## [Job]
Reproduce the listing from the line that contains "Find — the black" through the end, requests included, and add -139 to each coordinate in the answer locations. Leave the requests and their sample coordinates unchanged.

Records excerpted from a collection
◇ ◇ ◇ ◇

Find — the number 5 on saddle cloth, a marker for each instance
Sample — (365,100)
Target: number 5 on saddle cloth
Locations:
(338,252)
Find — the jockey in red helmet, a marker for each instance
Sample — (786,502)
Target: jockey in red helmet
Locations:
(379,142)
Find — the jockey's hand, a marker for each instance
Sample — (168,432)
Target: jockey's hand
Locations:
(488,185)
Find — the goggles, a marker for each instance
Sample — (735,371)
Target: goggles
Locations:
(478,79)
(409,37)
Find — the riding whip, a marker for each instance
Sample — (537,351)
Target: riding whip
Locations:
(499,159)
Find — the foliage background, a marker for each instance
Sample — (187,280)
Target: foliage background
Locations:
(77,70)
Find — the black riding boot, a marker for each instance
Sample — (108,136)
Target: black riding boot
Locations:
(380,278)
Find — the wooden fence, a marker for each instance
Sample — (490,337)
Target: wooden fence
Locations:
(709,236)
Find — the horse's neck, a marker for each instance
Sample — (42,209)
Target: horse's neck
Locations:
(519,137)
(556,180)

◇ ◇ ◇ ◇

## [Answer for the task]
Find — the black riding boot, a marker for each instance
Sample — (108,136)
Target: black riding boot
Locations:
(241,139)
Find — the wooden fence, a marker for each instance
Sample — (490,337)
Target: wooden fence
Locations:
(570,97)
Find — the horse's neck, a marker for each instance
Sample — (42,209)
Target: horse's neck
Locations:
(380,-2)
(417,41)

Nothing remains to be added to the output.